◆ Stored items:
%%
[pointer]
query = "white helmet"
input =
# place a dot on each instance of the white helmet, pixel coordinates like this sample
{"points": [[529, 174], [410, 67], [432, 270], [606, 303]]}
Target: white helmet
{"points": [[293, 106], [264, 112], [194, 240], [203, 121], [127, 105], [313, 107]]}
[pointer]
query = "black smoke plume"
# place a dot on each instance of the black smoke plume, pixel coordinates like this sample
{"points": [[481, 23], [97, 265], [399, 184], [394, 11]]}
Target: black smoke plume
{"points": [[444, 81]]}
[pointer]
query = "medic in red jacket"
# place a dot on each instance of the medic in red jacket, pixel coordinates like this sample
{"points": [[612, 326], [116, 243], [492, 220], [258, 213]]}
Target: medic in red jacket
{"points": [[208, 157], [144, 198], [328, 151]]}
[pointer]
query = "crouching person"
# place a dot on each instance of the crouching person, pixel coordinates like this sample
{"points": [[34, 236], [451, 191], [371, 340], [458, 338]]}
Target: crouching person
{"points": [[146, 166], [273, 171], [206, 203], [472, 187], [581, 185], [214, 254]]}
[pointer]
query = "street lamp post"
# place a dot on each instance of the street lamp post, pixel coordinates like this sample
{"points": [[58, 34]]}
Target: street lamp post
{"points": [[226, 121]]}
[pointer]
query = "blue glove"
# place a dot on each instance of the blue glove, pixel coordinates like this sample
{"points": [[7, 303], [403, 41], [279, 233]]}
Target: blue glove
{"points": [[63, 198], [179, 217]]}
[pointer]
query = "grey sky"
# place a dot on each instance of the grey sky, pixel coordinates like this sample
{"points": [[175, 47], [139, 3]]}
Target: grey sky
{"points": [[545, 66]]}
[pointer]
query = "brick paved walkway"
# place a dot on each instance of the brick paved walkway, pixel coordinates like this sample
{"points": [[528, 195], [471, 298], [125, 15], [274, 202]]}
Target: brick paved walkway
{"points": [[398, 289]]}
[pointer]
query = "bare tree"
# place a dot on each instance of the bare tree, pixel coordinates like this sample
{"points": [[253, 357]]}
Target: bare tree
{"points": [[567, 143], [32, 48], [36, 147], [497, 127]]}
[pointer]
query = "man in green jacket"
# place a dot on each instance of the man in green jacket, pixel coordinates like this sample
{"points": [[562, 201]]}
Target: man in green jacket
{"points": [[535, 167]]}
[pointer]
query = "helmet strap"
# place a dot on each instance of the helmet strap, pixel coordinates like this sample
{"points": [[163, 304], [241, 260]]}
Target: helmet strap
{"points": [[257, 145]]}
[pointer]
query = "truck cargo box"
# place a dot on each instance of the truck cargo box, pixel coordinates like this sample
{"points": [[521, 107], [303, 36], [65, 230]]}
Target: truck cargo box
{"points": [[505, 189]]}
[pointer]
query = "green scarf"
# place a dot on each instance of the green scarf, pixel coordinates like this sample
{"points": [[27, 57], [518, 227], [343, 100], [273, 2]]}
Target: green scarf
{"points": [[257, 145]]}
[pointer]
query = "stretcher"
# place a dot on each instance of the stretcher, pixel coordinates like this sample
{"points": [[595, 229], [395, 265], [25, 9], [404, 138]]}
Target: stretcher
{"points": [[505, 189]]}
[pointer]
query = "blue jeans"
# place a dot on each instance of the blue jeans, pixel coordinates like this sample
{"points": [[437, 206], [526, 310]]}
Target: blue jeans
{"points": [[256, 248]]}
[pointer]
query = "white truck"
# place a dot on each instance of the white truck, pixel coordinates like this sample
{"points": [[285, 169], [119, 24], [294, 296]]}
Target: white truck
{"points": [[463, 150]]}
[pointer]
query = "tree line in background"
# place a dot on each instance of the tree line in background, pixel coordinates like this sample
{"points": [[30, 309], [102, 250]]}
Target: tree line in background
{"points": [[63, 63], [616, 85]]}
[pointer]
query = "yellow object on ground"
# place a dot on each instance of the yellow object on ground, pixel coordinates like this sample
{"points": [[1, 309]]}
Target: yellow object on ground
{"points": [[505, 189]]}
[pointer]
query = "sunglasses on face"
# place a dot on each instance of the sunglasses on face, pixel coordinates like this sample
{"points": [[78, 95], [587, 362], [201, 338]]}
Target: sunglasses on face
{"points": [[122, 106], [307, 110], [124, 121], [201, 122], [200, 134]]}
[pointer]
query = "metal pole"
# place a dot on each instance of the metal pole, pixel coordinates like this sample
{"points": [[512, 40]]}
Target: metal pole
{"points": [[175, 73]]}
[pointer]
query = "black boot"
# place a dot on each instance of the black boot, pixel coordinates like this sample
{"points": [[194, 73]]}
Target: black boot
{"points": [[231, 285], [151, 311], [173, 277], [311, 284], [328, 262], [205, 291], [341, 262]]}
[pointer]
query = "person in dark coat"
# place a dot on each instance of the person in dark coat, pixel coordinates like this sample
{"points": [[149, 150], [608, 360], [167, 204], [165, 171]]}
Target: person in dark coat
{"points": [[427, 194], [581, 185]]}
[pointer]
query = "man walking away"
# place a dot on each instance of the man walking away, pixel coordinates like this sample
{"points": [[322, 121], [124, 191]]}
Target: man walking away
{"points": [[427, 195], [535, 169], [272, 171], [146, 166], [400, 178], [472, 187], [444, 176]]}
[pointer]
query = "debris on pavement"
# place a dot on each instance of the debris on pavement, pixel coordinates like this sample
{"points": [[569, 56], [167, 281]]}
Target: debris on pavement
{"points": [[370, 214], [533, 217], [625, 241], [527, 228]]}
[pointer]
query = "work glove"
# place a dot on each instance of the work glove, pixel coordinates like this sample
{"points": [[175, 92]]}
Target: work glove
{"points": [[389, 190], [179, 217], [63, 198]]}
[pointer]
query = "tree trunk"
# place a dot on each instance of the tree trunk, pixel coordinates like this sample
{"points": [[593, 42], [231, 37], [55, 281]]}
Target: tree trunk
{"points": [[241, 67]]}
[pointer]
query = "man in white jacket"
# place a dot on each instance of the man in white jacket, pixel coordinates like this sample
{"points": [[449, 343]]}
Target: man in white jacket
%%
◆ Direction:
Copy out the full material exactly as it appears.

◆ Response to the task:
[pointer]
query = "white helmet"
input =
# place a dot on each instance of the white helmet, pixel coordinates like this sample
{"points": [[529, 174], [410, 67], [432, 270], [606, 303]]}
Target: white helmet
{"points": [[293, 106], [264, 112], [194, 240], [203, 121], [127, 105], [313, 107]]}
[pointer]
query = "black smoke plume"
# place a dot on each instance of the black smoke plume, pixel coordinates like this sample
{"points": [[481, 23], [97, 265], [399, 184], [394, 11]]}
Target: black smoke plume
{"points": [[444, 81]]}
[pointer]
query = "medic in red jacket"
# place a dot on each instance of the medic in red jacket, pixel coordinates like this sample
{"points": [[612, 326], [116, 243], [492, 220], [258, 213]]}
Target: medic in red jacket
{"points": [[208, 157], [144, 198], [328, 151]]}
[pointer]
query = "crouching person"
# place a dot on each instance of the crouching person, pixel coordinates like this sample
{"points": [[34, 236], [451, 191], [371, 340], [458, 338]]}
Target: crouching person
{"points": [[146, 166], [273, 171], [206, 203], [472, 187], [581, 185], [214, 254]]}
[pointer]
query = "street lamp post"
# place a dot on each instance of the street lamp post, pixel coordinates like this sample
{"points": [[58, 34]]}
Target: street lamp post
{"points": [[226, 121]]}
[pointer]
query = "blue glove"
# place a dot on each instance of the blue glove, pixel coordinates like this sample
{"points": [[7, 303], [403, 41], [279, 233]]}
Target: blue glove
{"points": [[63, 198], [179, 217]]}
[pointer]
query = "grey sky"
# place a dot on each instance of the grey sky, pixel coordinates like this sample
{"points": [[175, 47], [139, 3]]}
Target: grey sky
{"points": [[545, 66]]}
[pointer]
query = "brick paved walkway"
# place a dot on each instance of the brick paved walkway, pixel coordinates like this sample
{"points": [[528, 195], [471, 298], [125, 15], [274, 202]]}
Target: brick paved walkway
{"points": [[398, 289]]}
[pointer]
query = "bare tree"
# place a dot on each instance of the bare tree, pixel coordinates like this sample
{"points": [[253, 357]]}
Target: bare tree
{"points": [[567, 143], [32, 48], [36, 147], [497, 127]]}
[pointer]
query = "man in green jacket"
# place a dot on each instance of the man in green jacket, pixel coordinates like this sample
{"points": [[562, 201]]}
Target: man in green jacket
{"points": [[535, 167]]}
[pointer]
query = "helmet strap"
# place a dot on each instance of the helmet strap, pixel coordinates like this sample
{"points": [[163, 304], [241, 260]]}
Target: helmet strap
{"points": [[257, 145]]}
[pointer]
query = "truck cargo box"
# place a dot on each instance of the truck cargo box, pixel coordinates like this sample
{"points": [[521, 107], [303, 36], [65, 230]]}
Target: truck cargo box
{"points": [[505, 189]]}
[pointer]
query = "green scarf"
# place a dot on each instance of the green scarf, pixel coordinates like this sample
{"points": [[27, 57], [518, 227], [343, 100], [273, 2]]}
Target: green scarf
{"points": [[257, 145]]}
[pointer]
query = "stretcher"
# place a dot on each instance of the stretcher, pixel coordinates like this sample
{"points": [[595, 229], [395, 265], [25, 9], [404, 138]]}
Target: stretcher
{"points": [[505, 189]]}
[pointer]
query = "blue jeans"
# place a dot on each instance of the blue jeans, pixel coordinates like this sample
{"points": [[437, 206], [526, 310]]}
Target: blue jeans
{"points": [[256, 248]]}
[pointer]
query = "white truck"
# place a dot on each instance of the white truck, pixel coordinates like this sample
{"points": [[285, 169], [119, 24], [294, 296]]}
Target: white truck
{"points": [[463, 150]]}
[pointer]
query = "tree line in background"
# place a dot on each instance of the tree line in background, pixel coordinates like this sample
{"points": [[30, 309], [102, 250]]}
Target: tree line in background
{"points": [[63, 63], [616, 85]]}
[pointer]
query = "yellow object on ground"
# place a dot on each instance of the yellow object on ground, pixel coordinates like this sample
{"points": [[1, 309]]}
Target: yellow object on ground
{"points": [[505, 189]]}
[pointer]
query = "sunglasses on face"
# place a dot on each instance of the sunglasses on face, pixel coordinates like this sample
{"points": [[78, 95], [587, 362], [201, 338]]}
Target: sunglasses on face
{"points": [[122, 106], [307, 110], [124, 121], [201, 122], [200, 134]]}
[pointer]
query = "metal pole"
# place a dot on each instance of the metal pole, pixel coordinates like this sample
{"points": [[512, 40]]}
Target: metal pole
{"points": [[175, 73]]}
[pointer]
query = "black boot"
# place a dot on each instance of the black boot, pixel coordinates like this sample
{"points": [[194, 73]]}
Target: black boot
{"points": [[231, 285], [151, 311], [173, 277], [311, 284], [328, 262], [205, 291], [341, 262]]}
[pointer]
query = "person in dark coat"
# place a dot on each instance of the person in dark coat, pixel coordinates like this sample
{"points": [[149, 150], [608, 360], [167, 204], [165, 171]]}
Target: person in dark coat
{"points": [[427, 194], [581, 185]]}
[pointer]
query = "man walking away"
# place a dot on each instance of the man walking away, pixel coordinates like this sample
{"points": [[322, 121], [124, 191]]}
Target: man walking away
{"points": [[427, 195], [535, 169], [272, 171], [146, 166], [400, 178], [472, 187], [444, 176]]}
[pointer]
query = "debris on pavement"
# place a dot on each instance of the debris on pavement, pixel coordinates like this sample
{"points": [[569, 56], [167, 281]]}
Target: debris on pavement
{"points": [[370, 214], [533, 217], [625, 241], [527, 228]]}
[pointer]
query = "work glove"
# place a dot on each instance of the work glove, pixel coordinates like this sample
{"points": [[175, 92]]}
Target: work glove
{"points": [[389, 190], [179, 217], [63, 198]]}
[pointer]
query = "tree trunk"
# place a dot on each instance of the tree trunk, pixel coordinates like this sample
{"points": [[593, 42], [231, 37], [55, 281]]}
Target: tree trunk
{"points": [[241, 67]]}
[pointer]
query = "man in white jacket"
# place a dot on each instance of the man in white jacket, pixel coordinates like this sample
{"points": [[449, 343]]}
Target: man in white jacket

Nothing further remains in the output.